LISTA DE TAREFAS:
1. Liste todas as pessoas citadas pelo nome no texto sobre o documentário "Vai e Vem", que vem abaixo.
2. Dê seguimento ao texto sobre o documentário "Vai e Vem" a partir do ponto em que ele termina.

TEXTO BASE:
▼

O documentário "Vai e Vem" nasce da ligação e das trocas entre suas duas diretoras, Chica Barbosa e Fernanda Pessoa, morando em Los Angeles (EUA) e São Paulo (Brasil), respectivamente. O momento é 2020, começo da pandemia, e ambos países marcados por governos negligentes e a escalada da Covid. O longa será lançado em cinemas pela Boulevard Filmes, em 2023, mas, antes disso, abrirá o 11º Olhar de Cinema, em 1º de junho.
"Eu queria que a Chica tivesse um pouco da sensação do que era estar no Brasil naquele momento – os panelaços diários, a obsessão com as notícias, a cidade que deveria estar vazia, mas na verdade nunca ficou, os trabalhadores que não tiveram a chance de parar porque o capital, os empreendimentos imobiliários nunca param por aqui. Por outro lado, queria entender como ela estava vivendo esse momento lá, recém-chegada aos Estados Unidos de Trump", explica Fernanda.
Para estabelecer esse diálogo, as duas jovens cineastas partiram de uma espécie de jogo, tendo como base um livro da professora americana R. Blaetz sobre o cinema experimental dirigido por mulheres. A publicação é composta de 16 artigos sobre diversas cineastas, e Fernanda e Chica se comunicariam por meio de vídeo-cartas curtas, cada uma inspirada por uma dessas mulheres.
Além da lista de Blaetz, a dupla também buscou nomes de outras diretoras para enriquecer o processo. "Não foi simples. Apesar de termos claro que existe uma variedade de artistas experimentais latino-americanas e negras, ainda existe o empecilho de ter um fácil acesso aos seus trabalhos. Queríamos encontrar nomes dos quais pudéssemos levar nossa pesquisa com mais profundidade para assim aplicá-la na nossa correspondência", conta Chica.
O "vai e vem" das correspondências digitais durou meses e atravessou momentos políticos marcantes – como processos eleitorais nos dois países. "No Brasil, quando o filme começou, havia uma esperança de que Bolsonaro caísse. O caos social e a pandemia davam muito medo, mas ao tempo parecia que havia uma possibilidade de mudança muito radical. No entanto, pouco a pouco parece que fomos nos acostumando com os absurdos desse governo e da pandemia", lembra Fernanda.

▲

DADOS EXTRAÍDOS:

▼

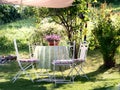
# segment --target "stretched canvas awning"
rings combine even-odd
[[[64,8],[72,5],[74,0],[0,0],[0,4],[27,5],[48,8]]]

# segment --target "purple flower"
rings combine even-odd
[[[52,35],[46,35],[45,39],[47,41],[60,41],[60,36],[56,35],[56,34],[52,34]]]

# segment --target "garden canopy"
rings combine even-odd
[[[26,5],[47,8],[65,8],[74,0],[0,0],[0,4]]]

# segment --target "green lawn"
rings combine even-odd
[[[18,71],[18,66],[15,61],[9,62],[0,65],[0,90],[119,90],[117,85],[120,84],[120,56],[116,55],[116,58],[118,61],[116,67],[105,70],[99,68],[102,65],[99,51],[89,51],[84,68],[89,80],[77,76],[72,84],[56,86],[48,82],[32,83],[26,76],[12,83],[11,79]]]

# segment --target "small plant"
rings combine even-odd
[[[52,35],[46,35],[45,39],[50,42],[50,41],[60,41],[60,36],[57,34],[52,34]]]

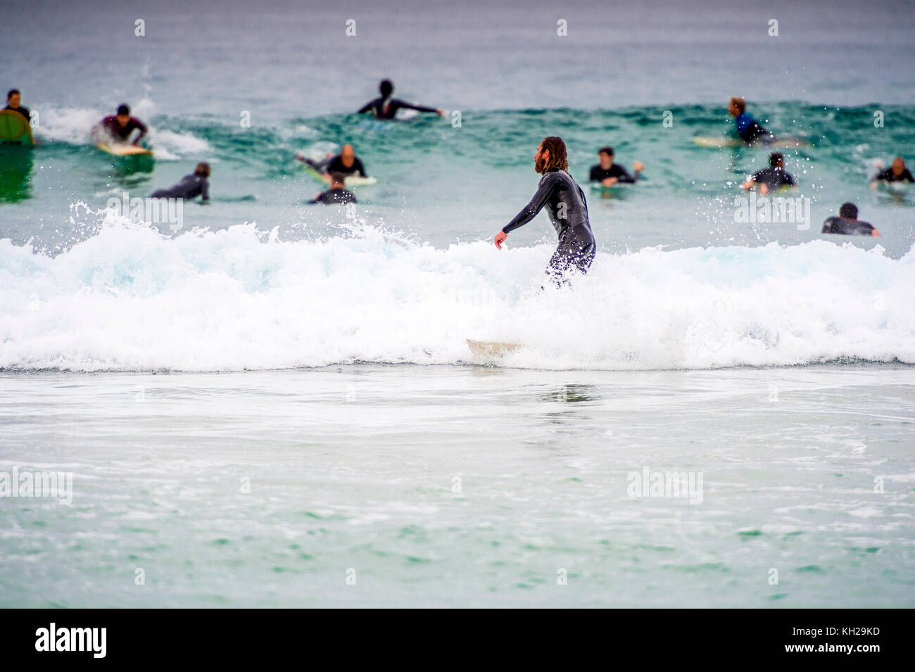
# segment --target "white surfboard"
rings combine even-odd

▲

RESPOSTAS POR TAREFA:
1.
Chica Barbosa
Fernanda Pessoa
R. Blaetz
Trump
Bolsonaro

2.
"Apesar de sentirmos um indício de esperança com a vitória do Biden, 2021 iniciou com a invasão do capitólio e o discurso absurdo sobre a fraude do resultado das eleições. Nem a grande representatividade na equipe do Biden foi suficiente para sentirmos verdadeiramente um avanço no país desde então", complementa Chica.
Para além das transformações sociais e políticas que o filme acompanha nos dois países, "Vai e Vem" foi uma experiência que mudou a vida das diretoras. Fernanda ingressou no doutorado com um projeto sobre o cinema experimental feito por mulheres na América Latina. "Com a pesquisa que eu e a Chica fizemos juntas, e a descoberta da falta de bibliografias e materiais sobre as mulheres latinas do experimental, decidi me aprofundar nesse caminho. Já no âmbito pessoal, além de reforçar minha amizade e admiração pela Chica, me fez buscar mais comunidade entre mulheres", diz.
Combinando diversos tipos de imagens, fotografia e texturas, "Vai e Vem" é um documentário com a urgência do presente e uma observação de duas jovens cineastas sobre o mundo que habitam. O filme será lançado no Brasil pela Boulevard Filmes e tem previsão de estreia nos cinemas para 2023.